> _Consegna 1_:
Ricopia parola per parola il brano sui rifiuti di Roma, da "Solo avviando un" giù fino a "ancora per molto.".
> _Consegna 2_:
In base al brano sui rifiuti di Roma, rispondi in breve:
(a) Quale percentuale del valore della produzione ha investito Ama nel 2016?
(b) Quante tonnellate l'anno è autorizzato a trattare l'unico impianto di compostaggio della società?
(c) Quale giunta aveva iniziato a lavorare alle alternative dopo la chiusura di Malagrotta?

> _Estratto_:
------------
Ma come dicevamo anche il Tmb però non risolve del tutto il problema.
Può aiutare momentaneamente per risolvere l’emergenza di questi anni…ma i cittadini non lo vogliono perché è un sistema che comunque crea depositi maleodoranti.
“Il TMB resta un trattamento intermedio (e un aggravio di costi) che non chiude il ciclo dei rifiuti – spiega sempre Marangoni – Finora a Roma è mancata una gestione industriale. Nel 2016, ad esempio, Ama ha investito l’1,7% del valore della produzione, la metà del 2015, contro il 4,7% medio delle maggiori 100 aziende del waste management rilevato dal Was” (dati WAS – Waste Strategy di Althesys, il think tank di riferimento in Italia per l’industria dei rifiuti).
Che fare?
Bisogna innanzitutto avviare il porta a porta in tutti i municipi, in tutti i quartieri, in tutte le strade, in tutti i condomini, le attività commerciali e le aziende pubbliche e private.
Solo avviando un serio riciclo del rifiuto si può ridurre l’indifferenziato.
Dopo la chiusura di Malagrotta – atto dovuto ma non certo imprevisto dato che è stato rimandato per molti anni – non ha fatto seguito la creazione di alternative. La giunta Marino aveva iniziato a lavorarci ma poi si è conclusa la sua attività amministrativa con la caduta del sindaco. Per questo oggi l’Ama non è in grado di gestire una parte consistente della raccolta differenziata. Delle 700 mila tonnellate, circa 250 mila sono materiale organico e l’unico impianto di compostaggio della società, autorizzato a trattarne 30 mila tonnellate l’anno, nel 2016 ne ha gestite meno del 6% (14 mila). Senza impianti di trattamento questo film dell’emergenza rifiuti è destinato a durare ancora per molto.
------------
> _Dati_:
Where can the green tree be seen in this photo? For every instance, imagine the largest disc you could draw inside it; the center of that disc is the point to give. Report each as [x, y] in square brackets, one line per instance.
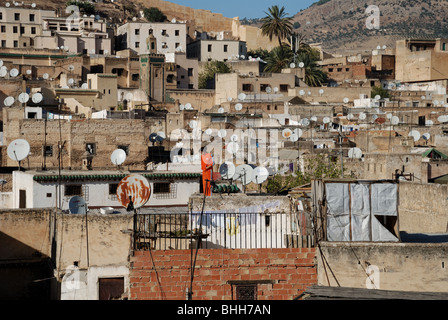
------------
> _Risposta 1_:
Solo avviando un serio riciclo del rifiuto si può ridurre l’indifferenziato.
Dopo la chiusura di Malagrotta – atto dovuto ma non certo imprevisto dato che è stato rimandato per molti anni – non ha fatto seguito la creazione di alternative. La giunta Marino aveva iniziato a lavorarci ma poi si è conclusa la sua attività amministrativa con la caduta del sindaco. Per questo oggi l’Ama non è in grado di gestire una parte consistente della raccolta differenziata. Delle 700 mila tonnellate, circa 250 mila sono materiale organico e l’unico impianto di compostaggio della società, autorizzato a trattarne 30 mila tonnellate l’anno, nel 2016 ne ha gestite meno del 6% (14 mila). Senza impianti di trattamento questo film dell’emergenza rifiuti è destinato a durare ancora per molto.

> _Risposta 2_:
(a) L'1,7%.
(b) 30 mila tonnellate.
(c) La giunta Marino.